● **Problem tanımı**: İslâm toplumu ile câhiliye toplumu üzerine yazılmış metni son cümlesinden sonra sürdürün.

“De ki: ‘Hak geldi, bâtıl yok oldu. Hiç şüphesiz
bâtıl yok olucudur” (İsrâ 81).
İslâm’a göre sürekli olarak iki tür
toplum bulunur: İslâm toplumu ve câhiliye toplumu. Seyyid Kutup: “Dünyâ’da iki
sistem vardır. Bunlardan birincisi “İslâm”; ikincisi de; demokrasi, sosyâlizm,
komünizm vb. tüm beşer-aklının ortaya koyduğu sistemlerdir ki, bunların hepsi
de câhili sistemlerdir” der.
Cehâlet, insanın “dünyevî olan”ı bilmemesi ve ondan habersiz
olması demek değildir. İslâm’a göre cehâlet, bir “kendini bilmeme” hâlidir. Bu
kendini bilmeme hâli, vahiyden habersiz olmaktan ve onu bilmemekten kaynaklanır.
Vahyin kazandırmış olduğu bilinçten yoksun yada mahrûm olmak, kişiyi mutlakâ
cehâlete düşürür. Dolayısı ile “Kur’ân’ı-vahyi bilmeyenler cehâlete düşerek ‘bilmez’
olurlar” denebilir. Tasavvufta şirk olarak şu şekilde bir söz söylenir:
“Kendini-nefsini bilmeyen Rabbini bilemez”. “Rabbini bilmeyen kendini bilemez”
deseler kabûl ederiz ve, tabî ki; “Rabbini bilmeyen neyi bilir ki” diyebiliriz.
Fakat Rabbin bilinmesi şartını, insanın kendisinin bilinmesine bağlıyorlar ki,
bu durumda kendisi -hâşâ- Rabb’den daha üstün oluyor. Zîrâ “etken-bilen”
kendisi iken, “edilgen-bilinen” Rabb oluyor. Hâlbuki bilinebilecek olan Allah’ın
zâtı değil, sanatıdır. Böylece “bilme” işi ifsâd edilerek şirke ve cehâlete
düşülüyor. Yâni kişi bir “kendini bilmez”, câhil oluyor. Zîrâ Rabbini hakkıyla
takdir edemiyor.
Modern dünyâda; İslâm toplumu “câhiliye
toplumu” olarak, câhiliye toplumu ise “İslâm toplumu” olarak gösterilmekte ve insanlar-müslümanlar
da bunun aynen “gösterildiği gibi” olduğunu zannetmektedirler. Sonuçta ise cehâlet
devâm ediyor ve müslümanlardan ve mazlumlardan başka zarar gören olmuyor. İşte
bunu tersine çevirmenin yolu, hak ve bâtıl toplumun yâni İslâm ve câhiliye
toplumunun ayrılmasıdır. Cehâletten kurtuluşun ilk aşaması bu “ayrılış”tır.

● **Veri listesi**:
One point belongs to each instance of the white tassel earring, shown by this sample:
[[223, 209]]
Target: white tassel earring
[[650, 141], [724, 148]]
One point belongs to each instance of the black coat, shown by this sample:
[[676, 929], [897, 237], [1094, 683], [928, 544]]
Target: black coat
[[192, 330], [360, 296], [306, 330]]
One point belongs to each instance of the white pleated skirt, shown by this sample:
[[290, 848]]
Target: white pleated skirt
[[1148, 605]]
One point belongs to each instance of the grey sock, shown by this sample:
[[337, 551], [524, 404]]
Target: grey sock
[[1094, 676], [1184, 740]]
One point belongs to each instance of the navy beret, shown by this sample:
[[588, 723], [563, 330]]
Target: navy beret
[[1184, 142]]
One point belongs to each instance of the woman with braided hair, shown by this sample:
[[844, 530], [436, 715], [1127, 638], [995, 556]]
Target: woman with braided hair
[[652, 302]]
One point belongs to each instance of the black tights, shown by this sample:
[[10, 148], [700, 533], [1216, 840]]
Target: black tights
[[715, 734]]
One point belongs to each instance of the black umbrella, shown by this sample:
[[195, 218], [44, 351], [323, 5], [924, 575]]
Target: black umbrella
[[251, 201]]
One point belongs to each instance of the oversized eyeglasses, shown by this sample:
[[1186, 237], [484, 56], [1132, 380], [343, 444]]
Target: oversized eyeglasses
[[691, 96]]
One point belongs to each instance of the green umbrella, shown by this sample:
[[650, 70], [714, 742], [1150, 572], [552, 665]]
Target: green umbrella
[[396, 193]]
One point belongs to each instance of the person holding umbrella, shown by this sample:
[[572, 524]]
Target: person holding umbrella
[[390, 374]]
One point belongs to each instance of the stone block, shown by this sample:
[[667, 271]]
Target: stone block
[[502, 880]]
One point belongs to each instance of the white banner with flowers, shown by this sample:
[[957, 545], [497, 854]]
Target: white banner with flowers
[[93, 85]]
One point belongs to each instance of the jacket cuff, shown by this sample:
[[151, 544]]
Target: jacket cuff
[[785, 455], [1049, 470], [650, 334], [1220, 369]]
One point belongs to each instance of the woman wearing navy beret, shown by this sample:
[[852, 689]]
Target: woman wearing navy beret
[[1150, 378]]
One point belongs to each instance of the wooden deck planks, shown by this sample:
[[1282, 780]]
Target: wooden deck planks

● **Çözülmüş problem**:
Zîrâ hak ve bâtıl birbirine karışmış durumdadır ve neyin ne olduğu belli
olmadığı için bilinemediğinden, cehâlet, iktidârını sürdürmektedir. Bu ayrılış,
ilk başta vahiy/sünnet-merkezli bir zihnî-kâlbî ayrılışla başlamalı, daha sonra
da amelde-eylemde görülecek bir ayrılışla devâm etmelidir. En sonunda da bu
hak-bâtıl ayrımı Dünyâ-çapında ortaya konmalıdır. Böylece hak ne imiş,
bâtıl-câhiliye ne imiş herkes görsün.
Cehâlet her zaman ve her durumda cehâlettir. Fakat
modern zamanlarda cehâlet çok farklı bir hâl almıştır. Modern cehâlet eski cehâletlere
benzemiyor. Modern cehâlette insanlar cehâletlerini kabûl etmedikleri gibi
cehâletin ne olduğunun farkında da değiller. Aslında modern insanın cehâletini
kabûl etmemesinin nedeni, hak ve bâtılın birbirine çok karışmış olmasından
dolayı cehâletin ne olduğunu bilmemesidir. Böyle olunca da modern insan; mevcut
Dünyâ-düzenini ve sistemini, zulmü ve dolayısı ile şirki savunmayı “akıl-sâhibi
olmak”, “aydınlanmış olmak” ve “doğru yolda gitmek” zannediyor. Sonuçta da bu
cehâleti “doğru yol” olarak gösteren şeytan, genelde tüm insanları, özelde ise
müslümanları, “vahyettiği yandaşları vâsıtasıyla” kandırmaya devâm ediyor.
Modern cehâletin bedeli klâsik cehâlete göre çok ağır
oluyor. İnsanlık, târihte görülmemiş şekilde ve oranda bir perişanlık yaşamaktadır.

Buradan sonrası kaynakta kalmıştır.